> **WORK TO COMPLETE**:
Rewrite the records starting at the line that contains "target | shop door" and continuing through the end of the records, replacing "thickest" with "widest" and leaving everything else unchanged.

> **EXERCISE MATERIALS**:
..............................
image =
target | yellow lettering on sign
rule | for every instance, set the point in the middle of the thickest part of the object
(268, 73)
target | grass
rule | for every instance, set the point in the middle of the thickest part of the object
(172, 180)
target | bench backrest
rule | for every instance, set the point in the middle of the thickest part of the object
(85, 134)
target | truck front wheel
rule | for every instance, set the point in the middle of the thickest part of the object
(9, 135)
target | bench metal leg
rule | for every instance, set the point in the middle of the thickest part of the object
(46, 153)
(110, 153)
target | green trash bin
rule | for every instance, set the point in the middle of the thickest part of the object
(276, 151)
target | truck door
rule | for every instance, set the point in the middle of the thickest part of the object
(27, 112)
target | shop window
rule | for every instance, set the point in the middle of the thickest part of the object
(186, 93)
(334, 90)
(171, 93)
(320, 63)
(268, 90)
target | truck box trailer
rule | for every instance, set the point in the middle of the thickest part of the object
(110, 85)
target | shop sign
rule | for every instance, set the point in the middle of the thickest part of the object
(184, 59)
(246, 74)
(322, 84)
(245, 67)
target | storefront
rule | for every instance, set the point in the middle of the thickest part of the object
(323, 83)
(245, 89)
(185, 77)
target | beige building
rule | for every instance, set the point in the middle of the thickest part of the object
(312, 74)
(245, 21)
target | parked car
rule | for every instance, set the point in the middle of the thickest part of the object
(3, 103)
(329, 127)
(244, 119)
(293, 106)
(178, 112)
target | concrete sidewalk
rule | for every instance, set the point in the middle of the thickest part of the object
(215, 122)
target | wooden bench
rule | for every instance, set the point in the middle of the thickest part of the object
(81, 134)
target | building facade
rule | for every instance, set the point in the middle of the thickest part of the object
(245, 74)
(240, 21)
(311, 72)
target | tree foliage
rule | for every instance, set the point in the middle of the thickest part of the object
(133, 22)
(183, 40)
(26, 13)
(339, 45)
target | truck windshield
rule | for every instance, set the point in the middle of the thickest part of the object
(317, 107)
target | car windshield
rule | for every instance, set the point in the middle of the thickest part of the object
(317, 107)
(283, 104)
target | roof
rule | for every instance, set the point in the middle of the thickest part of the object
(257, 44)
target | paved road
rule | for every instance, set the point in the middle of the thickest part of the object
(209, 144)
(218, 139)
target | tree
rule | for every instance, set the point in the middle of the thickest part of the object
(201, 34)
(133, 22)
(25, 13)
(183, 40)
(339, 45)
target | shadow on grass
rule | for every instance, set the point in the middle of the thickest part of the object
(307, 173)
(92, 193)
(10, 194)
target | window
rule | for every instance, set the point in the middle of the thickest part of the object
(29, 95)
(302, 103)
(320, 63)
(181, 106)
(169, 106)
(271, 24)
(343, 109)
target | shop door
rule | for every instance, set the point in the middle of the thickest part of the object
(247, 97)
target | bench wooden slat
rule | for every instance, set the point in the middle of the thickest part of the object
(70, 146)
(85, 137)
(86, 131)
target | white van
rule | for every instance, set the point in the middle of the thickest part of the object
..............................
> **COMPLETED TASK**:
target | shop door
rule | for every instance, set the point in the middle of the widest part of the object
(247, 97)
target | bench wooden slat
rule | for every instance, set the point in the middle of the widest part of the object
(70, 146)
(85, 137)
(86, 131)
target | white van
rule | for every instance, set the point in the middle of the widest part of the object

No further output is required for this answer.